----- Information -----

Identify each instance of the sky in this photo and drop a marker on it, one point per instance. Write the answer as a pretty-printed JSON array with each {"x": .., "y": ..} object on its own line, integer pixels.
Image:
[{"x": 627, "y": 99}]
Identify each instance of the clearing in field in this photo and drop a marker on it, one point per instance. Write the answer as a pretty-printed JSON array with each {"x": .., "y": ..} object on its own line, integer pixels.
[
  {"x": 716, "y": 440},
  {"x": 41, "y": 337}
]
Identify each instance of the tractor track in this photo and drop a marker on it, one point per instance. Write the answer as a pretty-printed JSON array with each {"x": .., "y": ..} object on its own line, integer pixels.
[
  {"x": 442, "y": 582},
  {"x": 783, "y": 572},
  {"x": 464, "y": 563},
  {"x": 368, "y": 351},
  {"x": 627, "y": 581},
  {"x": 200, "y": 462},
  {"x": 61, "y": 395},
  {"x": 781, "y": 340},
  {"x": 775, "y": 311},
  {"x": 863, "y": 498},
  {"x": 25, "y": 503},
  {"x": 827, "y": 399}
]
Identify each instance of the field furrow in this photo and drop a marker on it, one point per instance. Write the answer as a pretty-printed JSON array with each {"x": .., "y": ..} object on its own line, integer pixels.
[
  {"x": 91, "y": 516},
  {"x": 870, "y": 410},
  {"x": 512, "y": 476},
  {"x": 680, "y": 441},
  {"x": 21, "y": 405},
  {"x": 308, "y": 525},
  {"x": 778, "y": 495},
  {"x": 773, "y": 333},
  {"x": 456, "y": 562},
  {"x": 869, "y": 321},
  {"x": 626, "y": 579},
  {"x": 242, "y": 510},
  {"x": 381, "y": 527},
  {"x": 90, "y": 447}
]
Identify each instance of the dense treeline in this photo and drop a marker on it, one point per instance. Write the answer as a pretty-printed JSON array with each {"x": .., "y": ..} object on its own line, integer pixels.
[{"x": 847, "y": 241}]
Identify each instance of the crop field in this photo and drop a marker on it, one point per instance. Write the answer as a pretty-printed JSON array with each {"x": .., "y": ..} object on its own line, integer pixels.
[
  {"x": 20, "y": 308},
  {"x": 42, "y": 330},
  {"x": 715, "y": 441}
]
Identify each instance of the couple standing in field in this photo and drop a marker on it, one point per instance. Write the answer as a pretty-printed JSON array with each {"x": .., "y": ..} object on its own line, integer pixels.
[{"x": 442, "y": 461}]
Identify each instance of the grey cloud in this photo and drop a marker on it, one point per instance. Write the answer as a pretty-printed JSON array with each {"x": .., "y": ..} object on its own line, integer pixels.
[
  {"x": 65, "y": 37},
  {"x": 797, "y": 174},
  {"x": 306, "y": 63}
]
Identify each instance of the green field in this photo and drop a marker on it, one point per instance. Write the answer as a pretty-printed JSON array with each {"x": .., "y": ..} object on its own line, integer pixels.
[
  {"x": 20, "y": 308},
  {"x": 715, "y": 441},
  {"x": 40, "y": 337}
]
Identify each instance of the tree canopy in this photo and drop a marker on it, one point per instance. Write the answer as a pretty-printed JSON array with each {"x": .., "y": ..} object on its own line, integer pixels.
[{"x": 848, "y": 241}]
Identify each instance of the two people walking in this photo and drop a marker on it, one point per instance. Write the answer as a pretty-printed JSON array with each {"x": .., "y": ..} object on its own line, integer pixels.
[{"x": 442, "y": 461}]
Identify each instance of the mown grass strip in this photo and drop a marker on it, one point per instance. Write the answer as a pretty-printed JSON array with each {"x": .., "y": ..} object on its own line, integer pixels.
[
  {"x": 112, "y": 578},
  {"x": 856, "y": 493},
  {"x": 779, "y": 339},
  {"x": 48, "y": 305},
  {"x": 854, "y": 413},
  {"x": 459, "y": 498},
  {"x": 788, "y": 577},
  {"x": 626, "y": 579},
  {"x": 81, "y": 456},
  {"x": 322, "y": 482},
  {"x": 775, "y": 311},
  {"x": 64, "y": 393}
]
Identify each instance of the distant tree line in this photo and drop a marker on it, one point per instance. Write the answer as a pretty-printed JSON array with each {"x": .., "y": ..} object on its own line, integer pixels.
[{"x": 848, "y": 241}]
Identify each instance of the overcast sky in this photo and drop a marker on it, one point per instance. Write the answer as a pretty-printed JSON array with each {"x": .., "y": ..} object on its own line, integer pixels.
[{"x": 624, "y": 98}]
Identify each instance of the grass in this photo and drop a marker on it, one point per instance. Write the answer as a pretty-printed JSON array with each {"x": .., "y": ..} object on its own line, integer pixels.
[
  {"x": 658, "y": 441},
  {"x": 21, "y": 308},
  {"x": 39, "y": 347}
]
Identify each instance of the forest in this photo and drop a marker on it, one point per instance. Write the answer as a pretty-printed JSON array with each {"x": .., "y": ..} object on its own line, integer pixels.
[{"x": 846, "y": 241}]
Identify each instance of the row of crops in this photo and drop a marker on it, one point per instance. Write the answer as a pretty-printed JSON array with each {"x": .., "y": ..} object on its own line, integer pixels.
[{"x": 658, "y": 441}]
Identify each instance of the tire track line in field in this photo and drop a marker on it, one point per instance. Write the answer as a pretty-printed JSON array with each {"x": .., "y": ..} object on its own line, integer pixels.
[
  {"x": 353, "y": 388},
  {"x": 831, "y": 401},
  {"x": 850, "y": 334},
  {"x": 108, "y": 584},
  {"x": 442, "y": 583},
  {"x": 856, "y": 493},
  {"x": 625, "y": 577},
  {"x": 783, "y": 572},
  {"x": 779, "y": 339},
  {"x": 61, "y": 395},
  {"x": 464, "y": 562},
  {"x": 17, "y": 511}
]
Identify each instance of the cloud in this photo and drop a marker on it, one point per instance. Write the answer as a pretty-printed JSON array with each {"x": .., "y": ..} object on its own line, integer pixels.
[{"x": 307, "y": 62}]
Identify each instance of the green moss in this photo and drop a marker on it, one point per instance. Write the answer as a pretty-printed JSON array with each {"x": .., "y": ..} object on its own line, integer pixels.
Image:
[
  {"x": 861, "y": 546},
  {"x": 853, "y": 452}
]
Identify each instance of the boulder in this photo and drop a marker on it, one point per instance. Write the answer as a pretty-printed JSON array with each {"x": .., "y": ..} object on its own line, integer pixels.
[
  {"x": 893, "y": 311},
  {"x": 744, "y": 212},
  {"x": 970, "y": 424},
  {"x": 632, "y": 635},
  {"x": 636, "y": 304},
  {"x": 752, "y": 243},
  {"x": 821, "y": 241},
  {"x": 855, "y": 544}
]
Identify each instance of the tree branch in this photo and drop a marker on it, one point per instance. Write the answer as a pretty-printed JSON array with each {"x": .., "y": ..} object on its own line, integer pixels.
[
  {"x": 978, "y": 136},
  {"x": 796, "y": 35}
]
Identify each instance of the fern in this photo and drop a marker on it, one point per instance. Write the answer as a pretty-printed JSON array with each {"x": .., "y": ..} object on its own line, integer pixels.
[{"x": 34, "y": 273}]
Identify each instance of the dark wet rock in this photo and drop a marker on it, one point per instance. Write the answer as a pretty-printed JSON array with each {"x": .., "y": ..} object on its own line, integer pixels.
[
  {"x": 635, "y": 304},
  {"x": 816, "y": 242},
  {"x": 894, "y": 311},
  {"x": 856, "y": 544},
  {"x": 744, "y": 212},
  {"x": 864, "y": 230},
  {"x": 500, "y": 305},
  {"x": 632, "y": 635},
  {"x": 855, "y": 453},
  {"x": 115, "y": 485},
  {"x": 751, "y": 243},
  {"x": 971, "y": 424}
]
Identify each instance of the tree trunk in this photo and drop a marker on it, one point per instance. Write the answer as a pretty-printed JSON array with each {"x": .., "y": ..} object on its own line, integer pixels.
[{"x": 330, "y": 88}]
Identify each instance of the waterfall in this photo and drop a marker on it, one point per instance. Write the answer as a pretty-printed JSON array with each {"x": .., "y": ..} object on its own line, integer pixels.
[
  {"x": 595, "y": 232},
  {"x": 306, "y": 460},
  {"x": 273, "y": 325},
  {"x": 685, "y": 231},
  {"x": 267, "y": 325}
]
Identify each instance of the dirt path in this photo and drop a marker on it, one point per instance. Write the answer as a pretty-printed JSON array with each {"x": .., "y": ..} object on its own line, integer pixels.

-----

Exercise aim: Quote, word for word, every line starting at the one that contains "Identify each instance of the waterfall" and ending with the final line of the entries.

Response below:
Identify each instance of the waterfall in this photo and drop a marker on it, one point per instance. Write the answer as a pretty-printed JSON array with each {"x": .., "y": ..} object on its own line, integer pixels.
[
  {"x": 595, "y": 232},
  {"x": 306, "y": 460},
  {"x": 273, "y": 325},
  {"x": 685, "y": 231},
  {"x": 267, "y": 325}
]
Identify each instance of the dirt path in this photo and drop a marker on it, one point per instance. Write the answer as a pretty-printed JSON array with each {"x": .., "y": ..} object on its own line, integer pixels.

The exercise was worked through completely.